* Source:
═══

On the streets of European cities, demonstrators have been screaming for the destruction of Israel and chanting that the “army of Mohammed” has returned to slaughter the Jews.

Israelis living in Los Angeles say that while they were dining at a restaurant in the city, dozens of people waving Palestinian flags badly beat them after chillingly asking “who is Jewish?”

Britain’s Jewish defense organization, the Community Security Trust, reports at least a five-fold increase in anti-Semitic incidents over the course of the Gaza war.

The most dramatic example was a four-hour motorcade festooned with Palestinian flags whose occupants drove around Jewish areas of North London screaming abuse. One of these thugs used a megaphone to scream: “F*** the Jews, f*** their daughters, f*** their mothers, rape their daughters and free Palestine.”

These appalling events are not the result of just another conflict between Israel and the Palestinians provoking a predictable anti-Israel reaction. What’s happening now is that the Palestinian war against Israel has been reframed as a war against the Jews.

Diaspora Jews are being physically and verbally attacked, their children intimidated and their synagogues vandalized.

Most of this is being perpetrated by Muslims. But it is being reinforced by extreme hostility to Israel from Western “progressives.” These self-professed “anti-racists” tell themselves that they are on the side of the angels. But while they may be genuinely horrified by the attacks on Jewish people in their cities, they refuse to acknowledge that their own stance on Israel is profoundly anti-Jew.

It’s not just the twisted reporting, distortions and blood libels straight from the Hamas propaganda playbook that have been transmitted round the clock by the BBC, Sky UK, the Guardian, The New York Times and much of the rest of the mainstream media. Worse still is the intensity of the perverse and unjustified passions with which Israel is demonized.

═══

* Extracted material:
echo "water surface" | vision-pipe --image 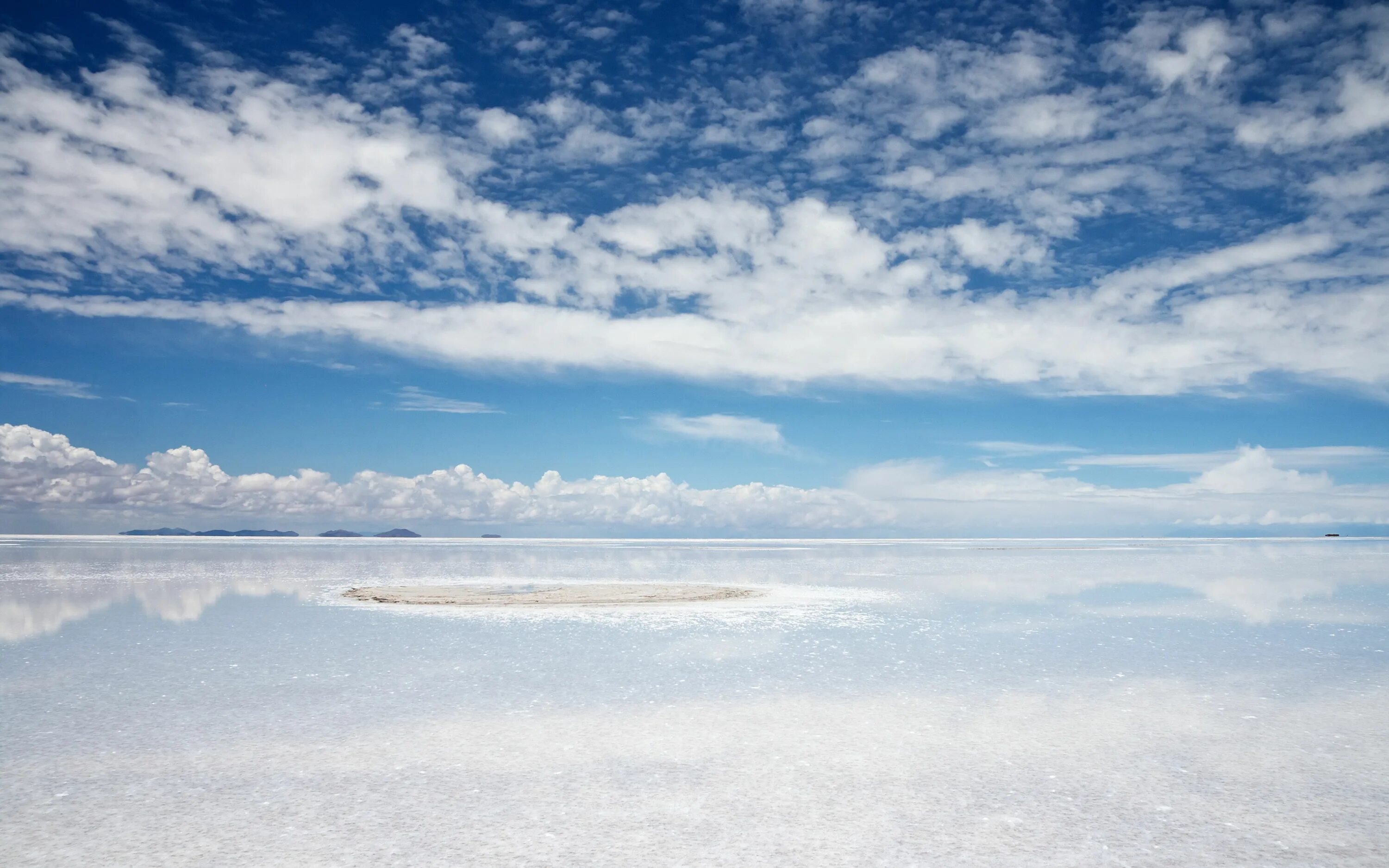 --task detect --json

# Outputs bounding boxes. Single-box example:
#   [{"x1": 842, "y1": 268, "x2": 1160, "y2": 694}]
[{"x1": 0, "y1": 536, "x2": 1389, "y2": 865}]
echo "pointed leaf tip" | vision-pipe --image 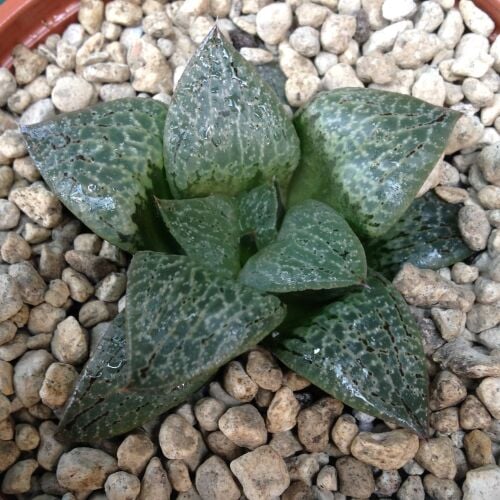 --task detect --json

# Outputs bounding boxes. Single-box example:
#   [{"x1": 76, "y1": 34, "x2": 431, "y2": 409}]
[
  {"x1": 126, "y1": 252, "x2": 285, "y2": 391},
  {"x1": 164, "y1": 24, "x2": 300, "y2": 198},
  {"x1": 22, "y1": 98, "x2": 169, "y2": 252},
  {"x1": 289, "y1": 88, "x2": 459, "y2": 237},
  {"x1": 365, "y1": 192, "x2": 473, "y2": 279},
  {"x1": 239, "y1": 200, "x2": 366, "y2": 293},
  {"x1": 269, "y1": 273, "x2": 428, "y2": 436}
]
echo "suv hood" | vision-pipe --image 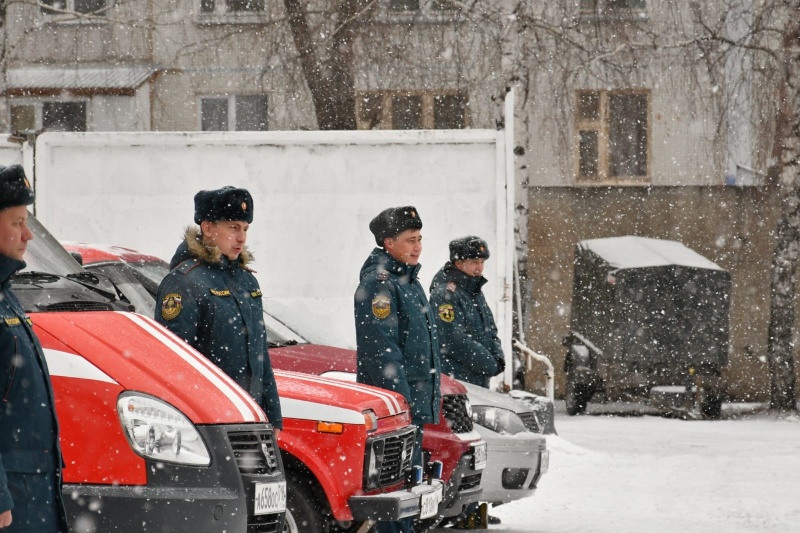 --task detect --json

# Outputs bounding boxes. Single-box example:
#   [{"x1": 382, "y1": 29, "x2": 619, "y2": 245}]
[{"x1": 278, "y1": 368, "x2": 408, "y2": 425}]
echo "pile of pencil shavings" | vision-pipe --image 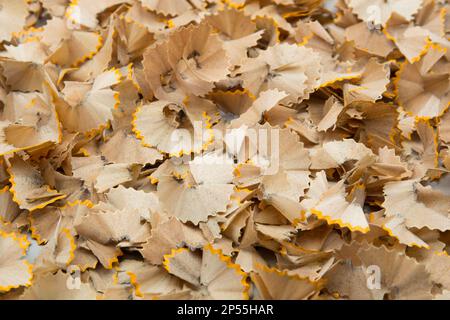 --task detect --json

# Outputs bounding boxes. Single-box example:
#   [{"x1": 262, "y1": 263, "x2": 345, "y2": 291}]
[{"x1": 0, "y1": 0, "x2": 450, "y2": 300}]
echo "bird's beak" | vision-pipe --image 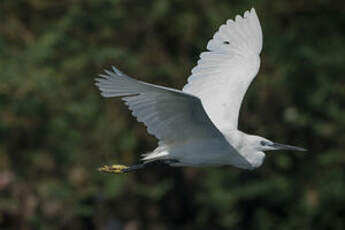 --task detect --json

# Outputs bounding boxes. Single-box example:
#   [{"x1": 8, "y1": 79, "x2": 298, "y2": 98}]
[{"x1": 271, "y1": 143, "x2": 307, "y2": 151}]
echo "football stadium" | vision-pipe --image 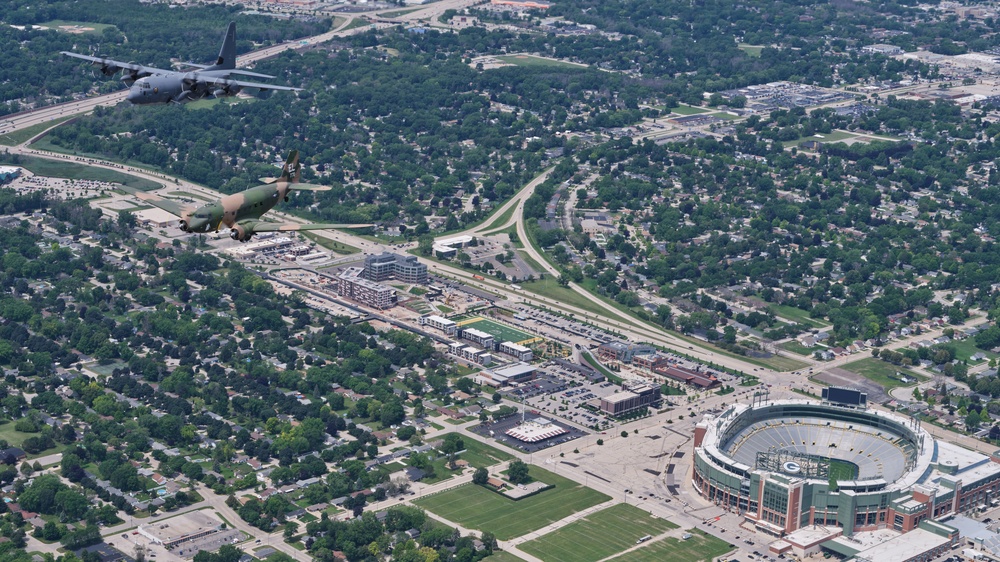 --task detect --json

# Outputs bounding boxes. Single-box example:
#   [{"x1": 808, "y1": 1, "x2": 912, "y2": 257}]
[{"x1": 693, "y1": 388, "x2": 1000, "y2": 537}]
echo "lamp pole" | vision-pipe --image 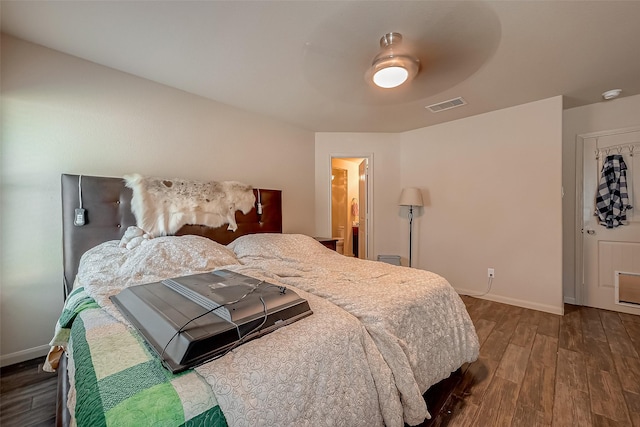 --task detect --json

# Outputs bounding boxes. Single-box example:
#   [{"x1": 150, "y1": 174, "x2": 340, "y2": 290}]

═══

* Problems:
1. Answer these from the article on anti-Semitic incidents:
(a) In which city were the Israelis dining when they were beaten?
(b) By what factor did the Community Security Trust report anti-Semitic incidents increased during the Gaza war?
(c) How long did the motorcade through Jewish areas of North London last?
2. Extract word for word the passage of the article on anti-Semitic incidents from "These appalling events" up to and including "is profoundly anti-Jew.".
None of the lines are needed for this work.

* Responses:
1.
(a) Los Angeles
(b) At least five-fold
(c) Four hours

2.
These appalling events are not the result of just another conflict between Israel and the Palestinians provoking a predictable anti-Israel reaction. What’s happening now is that the Palestinian war against Israel has been reframed as a war against the Jews.

Diaspora Jews are being physically and verbally attacked, their children intimidated and their synagogues vandalized.

Most of this is being perpetrated by Muslims. But it is being reinforced by extreme hostility to Israel from Western “progressives.” These self-professed “anti-racists” tell themselves that they are on the side of the angels. But while they may be genuinely horrified by the attacks on Jewish people in their cities, they refuse to acknowledge that their own stance on Israel is profoundly anti-Jew.